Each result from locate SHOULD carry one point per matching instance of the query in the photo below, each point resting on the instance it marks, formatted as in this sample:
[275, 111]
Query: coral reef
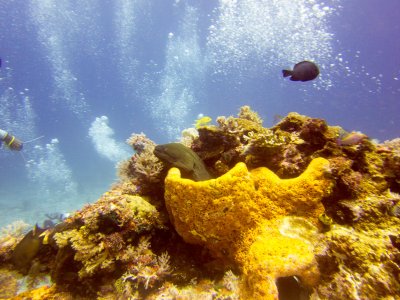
[302, 209]
[237, 216]
[143, 169]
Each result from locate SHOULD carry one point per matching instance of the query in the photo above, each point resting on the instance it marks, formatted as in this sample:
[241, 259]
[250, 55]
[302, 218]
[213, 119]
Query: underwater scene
[182, 149]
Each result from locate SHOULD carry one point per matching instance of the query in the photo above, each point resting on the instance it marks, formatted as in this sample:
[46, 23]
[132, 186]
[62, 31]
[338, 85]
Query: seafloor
[301, 210]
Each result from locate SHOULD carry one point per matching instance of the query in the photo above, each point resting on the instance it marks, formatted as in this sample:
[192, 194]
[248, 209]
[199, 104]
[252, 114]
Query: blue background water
[86, 74]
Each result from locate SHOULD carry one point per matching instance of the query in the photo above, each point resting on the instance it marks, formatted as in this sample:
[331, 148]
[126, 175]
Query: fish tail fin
[287, 73]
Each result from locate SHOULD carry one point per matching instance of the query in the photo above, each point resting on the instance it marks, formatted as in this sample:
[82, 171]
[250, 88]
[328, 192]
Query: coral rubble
[302, 209]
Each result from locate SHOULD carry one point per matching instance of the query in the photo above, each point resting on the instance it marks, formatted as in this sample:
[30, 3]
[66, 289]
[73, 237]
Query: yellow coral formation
[237, 216]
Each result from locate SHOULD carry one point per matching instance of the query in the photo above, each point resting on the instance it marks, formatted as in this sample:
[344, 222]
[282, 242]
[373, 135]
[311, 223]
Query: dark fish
[26, 250]
[351, 139]
[303, 71]
[183, 158]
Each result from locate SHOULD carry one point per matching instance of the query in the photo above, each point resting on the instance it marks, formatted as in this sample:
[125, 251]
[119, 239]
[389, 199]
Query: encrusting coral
[301, 207]
[230, 216]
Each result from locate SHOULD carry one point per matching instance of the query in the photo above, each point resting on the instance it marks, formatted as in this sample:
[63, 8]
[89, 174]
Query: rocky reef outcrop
[301, 210]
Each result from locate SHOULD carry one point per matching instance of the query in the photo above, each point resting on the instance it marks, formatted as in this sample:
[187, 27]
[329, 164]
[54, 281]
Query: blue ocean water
[87, 74]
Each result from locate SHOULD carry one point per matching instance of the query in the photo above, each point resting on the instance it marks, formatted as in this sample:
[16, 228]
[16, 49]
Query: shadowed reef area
[301, 210]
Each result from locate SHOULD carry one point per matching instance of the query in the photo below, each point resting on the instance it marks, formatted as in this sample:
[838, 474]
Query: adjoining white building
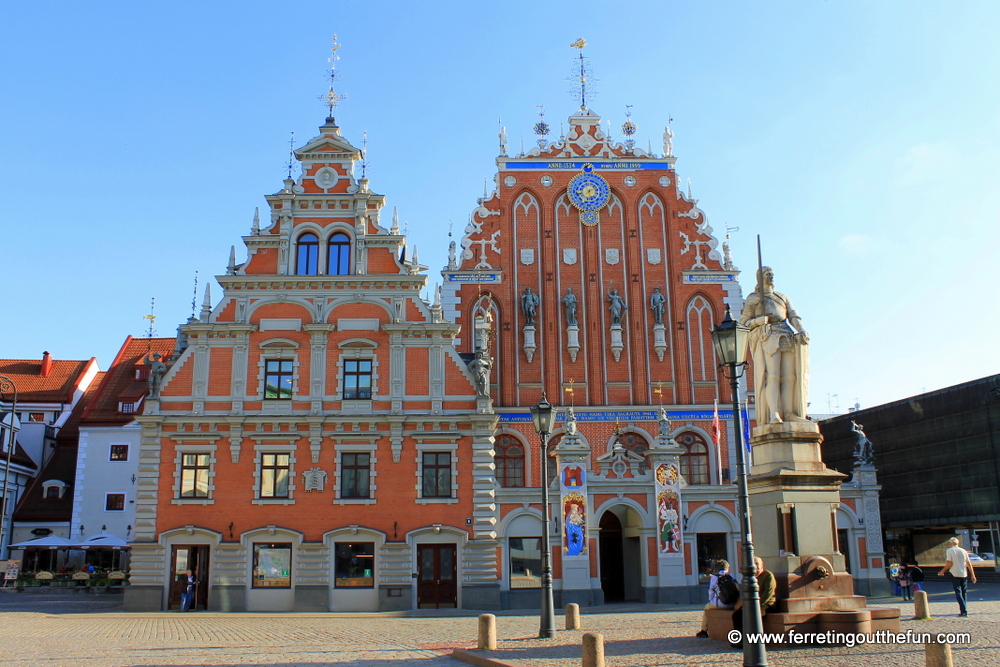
[46, 391]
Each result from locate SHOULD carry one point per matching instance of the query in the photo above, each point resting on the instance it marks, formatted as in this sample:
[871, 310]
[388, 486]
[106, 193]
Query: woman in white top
[713, 597]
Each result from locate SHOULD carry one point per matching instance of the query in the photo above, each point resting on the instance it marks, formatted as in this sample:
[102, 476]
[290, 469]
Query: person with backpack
[916, 576]
[905, 583]
[723, 592]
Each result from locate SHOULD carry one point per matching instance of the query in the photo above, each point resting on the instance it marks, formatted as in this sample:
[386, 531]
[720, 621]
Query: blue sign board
[576, 166]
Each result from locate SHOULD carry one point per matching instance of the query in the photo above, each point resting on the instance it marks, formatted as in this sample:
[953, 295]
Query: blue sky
[859, 139]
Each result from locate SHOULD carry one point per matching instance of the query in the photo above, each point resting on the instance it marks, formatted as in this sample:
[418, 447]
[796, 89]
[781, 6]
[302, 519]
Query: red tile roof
[58, 387]
[33, 506]
[120, 383]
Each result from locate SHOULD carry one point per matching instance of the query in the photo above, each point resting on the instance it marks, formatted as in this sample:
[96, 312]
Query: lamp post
[730, 339]
[543, 415]
[993, 395]
[12, 426]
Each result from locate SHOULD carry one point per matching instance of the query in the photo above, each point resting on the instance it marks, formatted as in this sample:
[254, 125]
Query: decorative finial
[206, 305]
[291, 154]
[629, 128]
[541, 127]
[194, 297]
[332, 98]
[668, 140]
[581, 73]
[152, 318]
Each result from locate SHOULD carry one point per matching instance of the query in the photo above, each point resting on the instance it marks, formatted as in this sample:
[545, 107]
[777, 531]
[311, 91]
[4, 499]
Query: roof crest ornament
[582, 72]
[332, 98]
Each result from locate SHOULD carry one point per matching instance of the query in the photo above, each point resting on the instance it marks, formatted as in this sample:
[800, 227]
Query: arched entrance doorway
[620, 555]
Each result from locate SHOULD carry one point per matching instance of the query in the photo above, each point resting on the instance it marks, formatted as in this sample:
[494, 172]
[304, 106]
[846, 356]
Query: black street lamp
[11, 425]
[543, 415]
[730, 339]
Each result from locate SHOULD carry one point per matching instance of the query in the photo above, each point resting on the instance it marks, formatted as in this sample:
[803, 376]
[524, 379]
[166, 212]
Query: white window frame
[356, 448]
[274, 448]
[180, 451]
[428, 447]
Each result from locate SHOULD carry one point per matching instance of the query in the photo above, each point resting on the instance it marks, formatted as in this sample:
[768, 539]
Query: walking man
[961, 571]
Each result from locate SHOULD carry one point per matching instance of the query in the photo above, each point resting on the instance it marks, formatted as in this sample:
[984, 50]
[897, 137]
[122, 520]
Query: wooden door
[186, 557]
[437, 576]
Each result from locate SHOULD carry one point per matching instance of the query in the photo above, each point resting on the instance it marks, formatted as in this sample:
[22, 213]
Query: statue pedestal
[617, 345]
[794, 498]
[573, 341]
[659, 340]
[529, 342]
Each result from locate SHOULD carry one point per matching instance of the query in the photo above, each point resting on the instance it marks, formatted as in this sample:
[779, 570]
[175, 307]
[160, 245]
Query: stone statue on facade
[617, 306]
[529, 305]
[480, 366]
[157, 369]
[864, 452]
[780, 350]
[656, 302]
[569, 305]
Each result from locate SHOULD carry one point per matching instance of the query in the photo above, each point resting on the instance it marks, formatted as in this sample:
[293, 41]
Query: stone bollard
[573, 616]
[937, 655]
[593, 650]
[487, 632]
[921, 609]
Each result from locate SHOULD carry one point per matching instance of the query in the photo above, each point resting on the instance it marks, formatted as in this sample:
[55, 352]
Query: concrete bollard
[921, 609]
[487, 632]
[593, 650]
[938, 655]
[573, 616]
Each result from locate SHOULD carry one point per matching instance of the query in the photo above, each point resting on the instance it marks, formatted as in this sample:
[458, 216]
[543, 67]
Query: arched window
[637, 445]
[509, 459]
[694, 460]
[338, 255]
[307, 255]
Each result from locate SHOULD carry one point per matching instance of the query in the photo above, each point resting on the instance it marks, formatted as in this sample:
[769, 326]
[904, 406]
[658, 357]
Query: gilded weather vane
[581, 74]
[332, 98]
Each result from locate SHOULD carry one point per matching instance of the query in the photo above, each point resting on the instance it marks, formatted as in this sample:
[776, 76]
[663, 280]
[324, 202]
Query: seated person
[715, 597]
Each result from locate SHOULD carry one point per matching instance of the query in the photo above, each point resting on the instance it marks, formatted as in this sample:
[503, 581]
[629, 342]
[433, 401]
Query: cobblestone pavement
[51, 630]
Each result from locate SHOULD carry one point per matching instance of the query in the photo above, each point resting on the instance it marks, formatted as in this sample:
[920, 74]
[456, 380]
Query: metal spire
[582, 73]
[332, 98]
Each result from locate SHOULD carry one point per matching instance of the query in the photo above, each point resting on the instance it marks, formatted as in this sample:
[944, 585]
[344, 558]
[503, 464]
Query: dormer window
[307, 255]
[53, 489]
[338, 255]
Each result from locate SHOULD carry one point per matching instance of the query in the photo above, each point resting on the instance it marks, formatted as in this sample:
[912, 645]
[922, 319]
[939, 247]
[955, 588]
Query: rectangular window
[437, 475]
[355, 566]
[274, 469]
[357, 379]
[525, 562]
[114, 502]
[194, 475]
[355, 475]
[272, 565]
[278, 379]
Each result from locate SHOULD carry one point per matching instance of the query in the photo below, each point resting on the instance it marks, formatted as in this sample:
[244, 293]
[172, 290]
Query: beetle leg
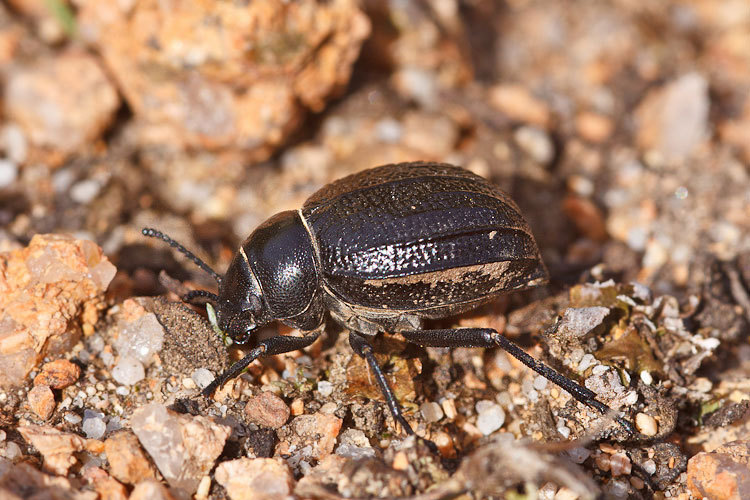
[487, 337]
[274, 345]
[364, 350]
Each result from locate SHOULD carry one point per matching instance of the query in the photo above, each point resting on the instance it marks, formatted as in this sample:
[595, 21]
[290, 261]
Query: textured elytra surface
[394, 236]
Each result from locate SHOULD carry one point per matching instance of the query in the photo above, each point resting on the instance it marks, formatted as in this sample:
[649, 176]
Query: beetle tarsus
[487, 337]
[274, 345]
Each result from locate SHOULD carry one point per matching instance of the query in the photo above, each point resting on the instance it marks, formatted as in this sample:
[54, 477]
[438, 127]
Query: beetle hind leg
[487, 337]
[364, 350]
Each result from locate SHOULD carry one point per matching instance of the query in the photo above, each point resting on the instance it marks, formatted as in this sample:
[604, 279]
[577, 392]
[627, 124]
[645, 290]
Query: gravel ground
[622, 130]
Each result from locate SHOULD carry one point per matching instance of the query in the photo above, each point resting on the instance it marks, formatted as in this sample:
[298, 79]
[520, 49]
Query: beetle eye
[254, 302]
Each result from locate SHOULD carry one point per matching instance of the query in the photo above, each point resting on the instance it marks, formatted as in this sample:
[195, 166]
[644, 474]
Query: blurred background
[621, 128]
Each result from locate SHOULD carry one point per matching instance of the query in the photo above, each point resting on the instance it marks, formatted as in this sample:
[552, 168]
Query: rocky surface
[621, 130]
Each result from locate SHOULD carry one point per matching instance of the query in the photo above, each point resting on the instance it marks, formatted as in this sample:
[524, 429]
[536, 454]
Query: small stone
[58, 374]
[267, 410]
[127, 460]
[594, 127]
[128, 371]
[57, 447]
[150, 489]
[518, 104]
[490, 419]
[353, 443]
[8, 173]
[723, 474]
[325, 388]
[619, 464]
[256, 479]
[202, 377]
[646, 424]
[431, 411]
[536, 143]
[183, 447]
[42, 401]
[140, 338]
[93, 424]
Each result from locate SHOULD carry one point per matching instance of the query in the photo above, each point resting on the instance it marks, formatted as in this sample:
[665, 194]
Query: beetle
[381, 251]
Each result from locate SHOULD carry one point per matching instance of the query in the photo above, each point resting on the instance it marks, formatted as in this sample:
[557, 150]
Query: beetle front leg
[268, 347]
[364, 350]
[487, 337]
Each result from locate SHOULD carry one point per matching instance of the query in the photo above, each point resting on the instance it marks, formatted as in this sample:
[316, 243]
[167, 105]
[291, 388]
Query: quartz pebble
[128, 371]
[93, 424]
[491, 417]
[431, 411]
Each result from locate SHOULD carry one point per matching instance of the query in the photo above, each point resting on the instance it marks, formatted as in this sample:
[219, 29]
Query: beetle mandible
[382, 250]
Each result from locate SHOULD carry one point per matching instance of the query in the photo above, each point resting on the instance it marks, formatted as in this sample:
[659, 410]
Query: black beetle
[381, 250]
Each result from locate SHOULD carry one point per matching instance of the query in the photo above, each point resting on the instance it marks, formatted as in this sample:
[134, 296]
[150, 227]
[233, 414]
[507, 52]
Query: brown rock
[63, 102]
[723, 474]
[127, 460]
[238, 75]
[56, 447]
[268, 410]
[25, 481]
[58, 374]
[42, 401]
[46, 291]
[594, 127]
[255, 478]
[318, 431]
[183, 447]
[107, 487]
[519, 104]
[151, 489]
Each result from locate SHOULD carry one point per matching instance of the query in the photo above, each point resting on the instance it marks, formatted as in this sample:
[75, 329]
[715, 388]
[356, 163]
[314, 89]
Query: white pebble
[325, 388]
[8, 173]
[587, 361]
[491, 419]
[93, 424]
[202, 377]
[540, 383]
[128, 371]
[85, 191]
[431, 411]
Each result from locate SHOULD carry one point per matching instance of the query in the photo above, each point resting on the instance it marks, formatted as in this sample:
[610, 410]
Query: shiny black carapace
[381, 250]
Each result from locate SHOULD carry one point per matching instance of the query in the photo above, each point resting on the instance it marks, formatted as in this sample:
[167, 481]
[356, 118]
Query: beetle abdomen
[420, 235]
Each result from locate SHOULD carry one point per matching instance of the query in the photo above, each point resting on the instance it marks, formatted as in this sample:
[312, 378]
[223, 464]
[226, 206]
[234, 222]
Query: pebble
[128, 371]
[183, 447]
[431, 411]
[722, 474]
[58, 374]
[256, 478]
[42, 401]
[490, 419]
[646, 424]
[325, 388]
[93, 424]
[353, 443]
[8, 173]
[140, 338]
[536, 143]
[267, 410]
[202, 377]
[128, 462]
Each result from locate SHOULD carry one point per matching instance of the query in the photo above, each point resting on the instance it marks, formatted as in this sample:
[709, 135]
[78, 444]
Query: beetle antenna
[192, 294]
[153, 233]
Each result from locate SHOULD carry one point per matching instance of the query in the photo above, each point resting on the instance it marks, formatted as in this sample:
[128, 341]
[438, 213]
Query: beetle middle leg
[487, 337]
[363, 349]
[268, 347]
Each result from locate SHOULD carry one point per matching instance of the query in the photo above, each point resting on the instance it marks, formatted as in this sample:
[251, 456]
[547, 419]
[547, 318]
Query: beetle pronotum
[382, 250]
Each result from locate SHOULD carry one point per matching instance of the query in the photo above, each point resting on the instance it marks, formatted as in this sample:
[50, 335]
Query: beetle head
[240, 309]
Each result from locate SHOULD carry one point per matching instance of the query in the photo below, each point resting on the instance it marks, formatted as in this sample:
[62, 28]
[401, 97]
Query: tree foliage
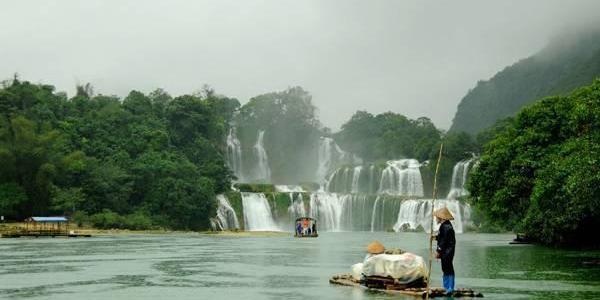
[541, 172]
[143, 161]
[565, 64]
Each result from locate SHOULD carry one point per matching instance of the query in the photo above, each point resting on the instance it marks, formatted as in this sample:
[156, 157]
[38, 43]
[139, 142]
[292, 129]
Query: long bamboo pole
[437, 167]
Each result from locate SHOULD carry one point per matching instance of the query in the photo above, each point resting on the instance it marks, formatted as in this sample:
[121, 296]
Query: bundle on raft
[394, 271]
[392, 288]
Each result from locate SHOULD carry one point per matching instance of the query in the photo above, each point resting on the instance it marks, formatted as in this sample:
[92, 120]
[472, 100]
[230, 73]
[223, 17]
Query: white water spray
[226, 218]
[234, 154]
[257, 213]
[262, 171]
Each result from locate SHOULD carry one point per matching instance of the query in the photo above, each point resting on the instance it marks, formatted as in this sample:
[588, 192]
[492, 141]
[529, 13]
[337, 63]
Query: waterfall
[262, 171]
[257, 213]
[416, 214]
[374, 215]
[328, 154]
[459, 179]
[289, 188]
[234, 153]
[402, 177]
[327, 208]
[296, 208]
[355, 178]
[226, 218]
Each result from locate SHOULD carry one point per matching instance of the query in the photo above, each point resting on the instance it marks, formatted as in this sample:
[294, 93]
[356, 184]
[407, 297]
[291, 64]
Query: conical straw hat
[375, 247]
[443, 213]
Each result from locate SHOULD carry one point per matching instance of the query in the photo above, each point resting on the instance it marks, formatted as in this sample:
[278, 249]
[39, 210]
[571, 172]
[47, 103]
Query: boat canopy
[306, 218]
[48, 219]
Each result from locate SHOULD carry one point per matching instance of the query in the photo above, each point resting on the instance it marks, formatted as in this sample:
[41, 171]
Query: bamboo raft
[387, 285]
[42, 234]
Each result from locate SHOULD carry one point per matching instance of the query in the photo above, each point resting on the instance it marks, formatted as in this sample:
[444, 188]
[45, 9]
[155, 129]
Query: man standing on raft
[445, 246]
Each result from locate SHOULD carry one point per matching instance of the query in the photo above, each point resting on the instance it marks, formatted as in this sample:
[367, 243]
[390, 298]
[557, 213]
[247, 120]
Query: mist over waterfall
[226, 218]
[234, 154]
[328, 155]
[355, 177]
[402, 177]
[416, 214]
[459, 178]
[297, 207]
[262, 171]
[399, 177]
[257, 213]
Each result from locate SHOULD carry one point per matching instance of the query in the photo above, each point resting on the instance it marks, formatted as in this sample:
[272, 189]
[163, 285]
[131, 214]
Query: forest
[138, 162]
[539, 173]
[158, 161]
[566, 63]
[154, 160]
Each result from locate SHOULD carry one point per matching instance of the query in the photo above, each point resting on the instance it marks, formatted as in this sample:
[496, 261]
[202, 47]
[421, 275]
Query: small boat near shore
[388, 286]
[305, 227]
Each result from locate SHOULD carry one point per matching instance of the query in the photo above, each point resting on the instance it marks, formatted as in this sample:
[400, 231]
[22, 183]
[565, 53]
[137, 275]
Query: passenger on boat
[299, 229]
[445, 246]
[305, 224]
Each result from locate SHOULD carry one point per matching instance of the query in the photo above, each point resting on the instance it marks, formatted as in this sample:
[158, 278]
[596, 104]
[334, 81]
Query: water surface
[184, 266]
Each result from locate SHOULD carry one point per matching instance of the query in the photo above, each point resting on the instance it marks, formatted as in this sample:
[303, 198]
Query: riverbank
[84, 230]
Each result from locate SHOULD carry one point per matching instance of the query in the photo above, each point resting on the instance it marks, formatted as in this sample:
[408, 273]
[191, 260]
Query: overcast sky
[417, 58]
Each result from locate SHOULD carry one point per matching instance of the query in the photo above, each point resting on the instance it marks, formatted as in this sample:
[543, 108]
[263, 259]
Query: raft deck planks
[346, 280]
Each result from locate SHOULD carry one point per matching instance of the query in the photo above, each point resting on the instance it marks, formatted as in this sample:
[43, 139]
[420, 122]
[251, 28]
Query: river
[204, 266]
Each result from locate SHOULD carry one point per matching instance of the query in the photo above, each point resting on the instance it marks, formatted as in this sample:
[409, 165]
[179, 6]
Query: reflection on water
[281, 267]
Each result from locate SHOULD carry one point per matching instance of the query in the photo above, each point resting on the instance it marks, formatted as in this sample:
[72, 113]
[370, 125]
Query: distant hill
[565, 64]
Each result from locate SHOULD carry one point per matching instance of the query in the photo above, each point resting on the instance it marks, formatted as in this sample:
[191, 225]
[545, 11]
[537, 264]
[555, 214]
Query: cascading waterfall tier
[234, 154]
[399, 177]
[226, 218]
[262, 171]
[257, 213]
[287, 188]
[416, 214]
[347, 212]
[402, 177]
[459, 178]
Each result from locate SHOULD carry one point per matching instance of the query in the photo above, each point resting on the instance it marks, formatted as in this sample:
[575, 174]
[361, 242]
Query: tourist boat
[305, 227]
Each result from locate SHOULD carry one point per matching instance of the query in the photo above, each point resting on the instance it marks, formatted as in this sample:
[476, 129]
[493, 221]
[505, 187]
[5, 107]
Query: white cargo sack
[405, 268]
[357, 271]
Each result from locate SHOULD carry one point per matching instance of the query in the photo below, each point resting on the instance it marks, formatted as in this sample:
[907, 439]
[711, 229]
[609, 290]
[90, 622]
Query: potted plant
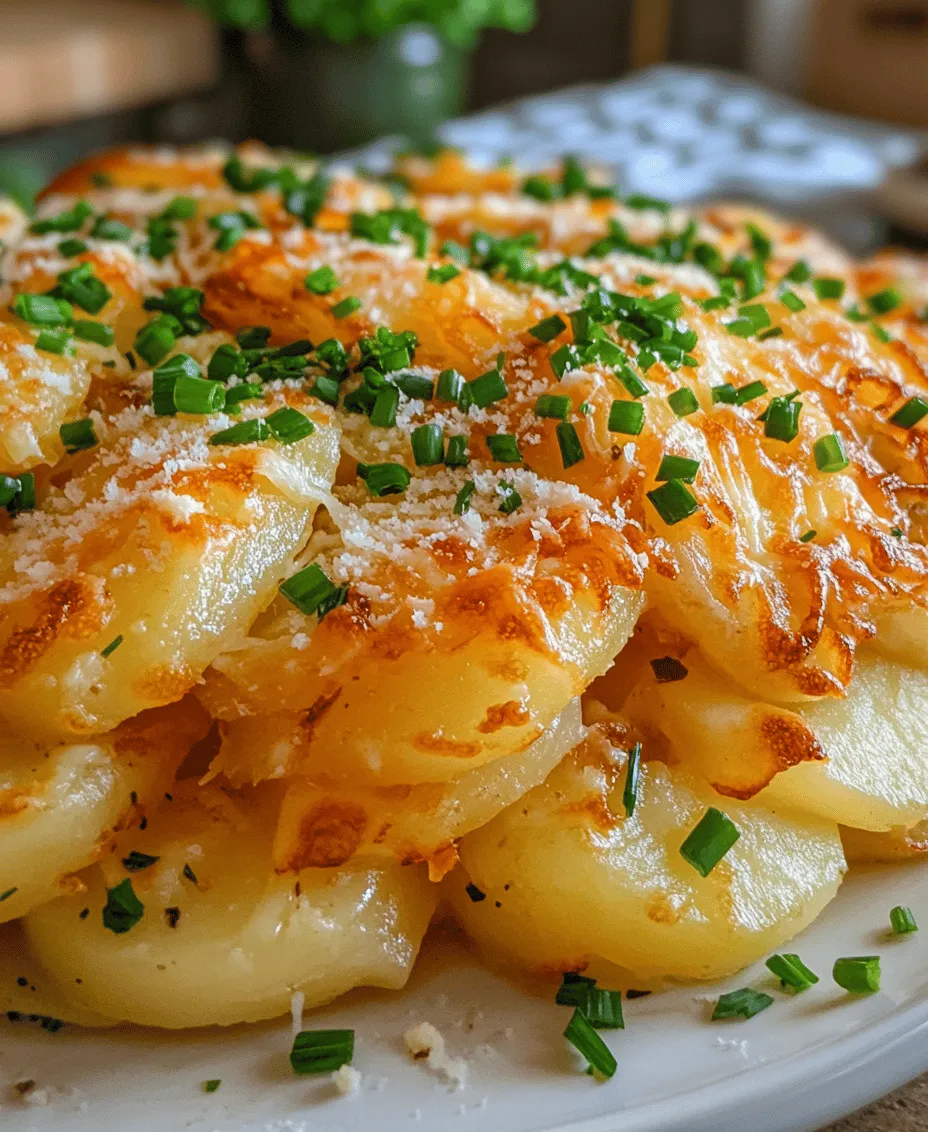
[333, 74]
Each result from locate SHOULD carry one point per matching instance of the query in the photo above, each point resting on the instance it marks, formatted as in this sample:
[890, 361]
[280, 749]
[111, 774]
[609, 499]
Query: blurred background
[805, 104]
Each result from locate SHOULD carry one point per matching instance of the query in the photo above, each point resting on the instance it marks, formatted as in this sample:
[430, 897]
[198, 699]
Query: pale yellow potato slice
[59, 807]
[161, 542]
[39, 392]
[327, 825]
[243, 938]
[569, 880]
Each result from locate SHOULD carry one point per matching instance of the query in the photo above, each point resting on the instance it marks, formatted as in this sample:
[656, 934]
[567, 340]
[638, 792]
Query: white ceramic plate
[801, 1063]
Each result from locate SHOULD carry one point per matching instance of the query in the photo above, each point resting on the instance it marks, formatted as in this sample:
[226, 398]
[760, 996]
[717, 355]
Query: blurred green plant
[460, 22]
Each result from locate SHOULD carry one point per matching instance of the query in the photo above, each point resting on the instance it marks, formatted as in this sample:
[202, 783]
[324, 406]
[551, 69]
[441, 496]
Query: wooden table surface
[903, 1111]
::::
REQUIREMENT —
Extract each line of the records above that contains the string "boat". Matching is case-sensitive.

RESPONSE —
Query: boat canopy
Query: small boat near shore
Query: passenger on boat
Query: tourist boat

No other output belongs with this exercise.